#### Short task 1:
Copy word for word the part of the passage on Italian trade union unity starting with "At any rate" and going on through "open fascist groups.".
--- START OF Excerpt provided ---
That is precisely why the anti-democratic forces, the privileged section, the big industrialists in the “Confindustria” (Federation of Industrialists) and the landlords in the “Confida” (Federation of Agrarians), would like to destroy trade union unity, why they are issuing the corresponding orders, which are obeyed by the Christian-Democrats in the trade unions.
At the recent session of the Executive Committee of the CGT the Christian- Democrats demanded that politics be banned in the trade unions.
Why shouldn't there be politics in the trade unions? It is no secret that the secretary of the “Confindustria,” Signor Costa, exacts a tribute of thousands of millions of lira from each industrialist and that the money is used by the “Conflndustria” to finance reactionary newspapers and political parties serving the interests of the industrialists, and above all the campaigns of the Christian-Democrats. When this is done by “Confindustria” it is permissible. But the members of the Confederation of Labour are asked to make the trade unions non-political.
Actually, another problem should be raised: the members of the Joint Production Councils and factory trade union committees should insist on getting from the Councils, of the employers an account of all monies contributed to “Confindustria” for reactionary campaigns and that the money be allocated to all the “non-political” parties, which are waging a struggle in the interests of the workers, the people and the nation as a whole. The allegation that the Communists and Socialists jointly compelled reluctant workers to take strike action, is nothing but a blind.
Actually, all the big strikes, starting with the strike of the agricultural labourers and ending with the strikes in Rome, were enthusiastically supported by all the workers. Together with the Communist and Socialist agricultural workers, Catholic workers took part in the strike, which was denounced by the Christian Democrats and the US Department of State. The strike ended in a smashing victory. All but a few thousand workers took part in the strike in Rome, which was a splendid demonstration of unity on the part of the workers of the capital.
Trade union unity cannot be separated from trade union discipline. There can be no such thing in the trade union as part of its leaders obeying orders given by the democratically- elected organs, and another part taking orders from the employer. Trade union membership demands discipline. The workers closely followed the discussion at the session of the CGT Executive Committee and expressed their satisfaction at the agreement reached, even though it is but a provisional agreement. However, a detailed study of the agreement, and above all of the fact that one clause gives part of the trade union membership the right to abstain not only from definite action, but also from the decisive struggle of the working class, the success of which calls for unity, of action, compels us to ask: haven't our leading comrades in the CGT paid too high a price to preserve unity?
At any rate we raise this subject for discussion by the congress and its commissions.
With regard to the relations between the different parties it may be said that practically all the parties of the Right and of the centre are experiencing a crisis. This is the outcome of the conservative policy of the Christian- Democrats, a policy which deprives the Right and centrist groups of a basis and opportunity for development, since the Christian-Democrats are displacing them by coming to an agreement with the more open fascist groups.
--- END OF Excerpt provided ---
--- START OF Records for this exercise ---
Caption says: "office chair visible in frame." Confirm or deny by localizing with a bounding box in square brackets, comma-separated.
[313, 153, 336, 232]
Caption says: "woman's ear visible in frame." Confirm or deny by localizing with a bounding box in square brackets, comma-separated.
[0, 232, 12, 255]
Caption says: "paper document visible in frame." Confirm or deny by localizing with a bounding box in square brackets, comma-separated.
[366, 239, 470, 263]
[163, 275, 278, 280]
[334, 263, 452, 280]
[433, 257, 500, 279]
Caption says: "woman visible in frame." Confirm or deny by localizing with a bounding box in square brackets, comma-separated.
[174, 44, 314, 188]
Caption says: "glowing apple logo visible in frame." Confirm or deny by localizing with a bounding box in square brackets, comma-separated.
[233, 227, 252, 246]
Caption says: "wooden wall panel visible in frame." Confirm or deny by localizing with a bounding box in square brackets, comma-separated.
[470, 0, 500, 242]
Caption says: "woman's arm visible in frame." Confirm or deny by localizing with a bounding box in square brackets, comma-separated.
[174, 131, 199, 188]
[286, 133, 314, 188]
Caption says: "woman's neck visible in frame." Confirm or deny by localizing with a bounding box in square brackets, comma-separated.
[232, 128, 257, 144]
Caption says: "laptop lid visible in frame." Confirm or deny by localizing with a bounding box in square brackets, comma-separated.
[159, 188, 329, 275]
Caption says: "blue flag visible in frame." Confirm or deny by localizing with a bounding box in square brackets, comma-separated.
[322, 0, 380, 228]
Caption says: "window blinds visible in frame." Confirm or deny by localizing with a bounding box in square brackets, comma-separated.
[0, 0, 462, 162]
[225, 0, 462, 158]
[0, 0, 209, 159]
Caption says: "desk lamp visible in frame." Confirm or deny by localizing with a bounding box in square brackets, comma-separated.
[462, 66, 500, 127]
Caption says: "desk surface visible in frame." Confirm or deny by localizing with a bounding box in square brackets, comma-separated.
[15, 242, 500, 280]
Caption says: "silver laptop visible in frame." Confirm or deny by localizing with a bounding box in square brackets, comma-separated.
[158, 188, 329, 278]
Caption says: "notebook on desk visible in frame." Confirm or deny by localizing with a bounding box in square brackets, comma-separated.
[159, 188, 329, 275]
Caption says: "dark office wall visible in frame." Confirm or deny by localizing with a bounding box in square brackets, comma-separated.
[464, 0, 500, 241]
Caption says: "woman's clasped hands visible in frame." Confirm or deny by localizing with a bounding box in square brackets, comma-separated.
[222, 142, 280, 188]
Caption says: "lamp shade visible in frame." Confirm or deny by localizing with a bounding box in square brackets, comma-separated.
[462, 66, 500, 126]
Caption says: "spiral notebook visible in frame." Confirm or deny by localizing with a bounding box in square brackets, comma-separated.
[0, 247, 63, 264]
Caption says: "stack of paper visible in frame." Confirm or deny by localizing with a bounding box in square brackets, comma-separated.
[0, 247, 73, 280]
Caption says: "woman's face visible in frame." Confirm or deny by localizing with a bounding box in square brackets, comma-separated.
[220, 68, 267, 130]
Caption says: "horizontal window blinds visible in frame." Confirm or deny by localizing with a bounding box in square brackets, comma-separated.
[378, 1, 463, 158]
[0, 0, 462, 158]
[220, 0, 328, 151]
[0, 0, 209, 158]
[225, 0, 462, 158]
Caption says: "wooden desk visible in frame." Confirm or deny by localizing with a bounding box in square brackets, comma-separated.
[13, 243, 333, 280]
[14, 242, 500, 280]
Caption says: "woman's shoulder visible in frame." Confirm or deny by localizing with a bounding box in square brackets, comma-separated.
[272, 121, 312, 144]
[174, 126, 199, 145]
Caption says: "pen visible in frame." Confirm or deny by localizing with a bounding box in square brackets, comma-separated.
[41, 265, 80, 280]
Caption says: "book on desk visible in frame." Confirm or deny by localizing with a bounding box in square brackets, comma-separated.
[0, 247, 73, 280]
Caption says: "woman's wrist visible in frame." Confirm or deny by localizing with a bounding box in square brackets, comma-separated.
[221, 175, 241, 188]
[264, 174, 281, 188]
--- END OF Records for this exercise ---
#### Short task 2:
Repeat the records verbatim, starting at their first line and going on through the line with "[433, 257, 500, 279]". Give only those lines.

#### Exercise response 1:
At any rate we raise this subject for discussion by the congress and its commissions.
With regard to the relations between the different parties it may be said that practically all the parties of the Right and of the centre are experiencing a crisis. This is the outcome of the conservative policy of the Christian- Democrats, a policy which deprives the Right and centrist groups of a basis and opportunity for development, since the Christian-Democrats are displacing them by coming to an agreement with the more open fascist groups.

#### Exercise response 2:
Caption says: "office chair visible in frame." Confirm or deny by localizing with a bounding box in square brackets, comma-separated.
[313, 153, 336, 232]
Caption says: "woman's ear visible in frame." Confirm or deny by localizing with a bounding box in square brackets, comma-separated.
[0, 232, 12, 255]
Caption says: "paper document visible in frame." Confirm or deny by localizing with a bounding box in square brackets, comma-separated.
[366, 239, 470, 263]
[163, 275, 278, 280]
[334, 263, 452, 280]
[433, 257, 500, 279]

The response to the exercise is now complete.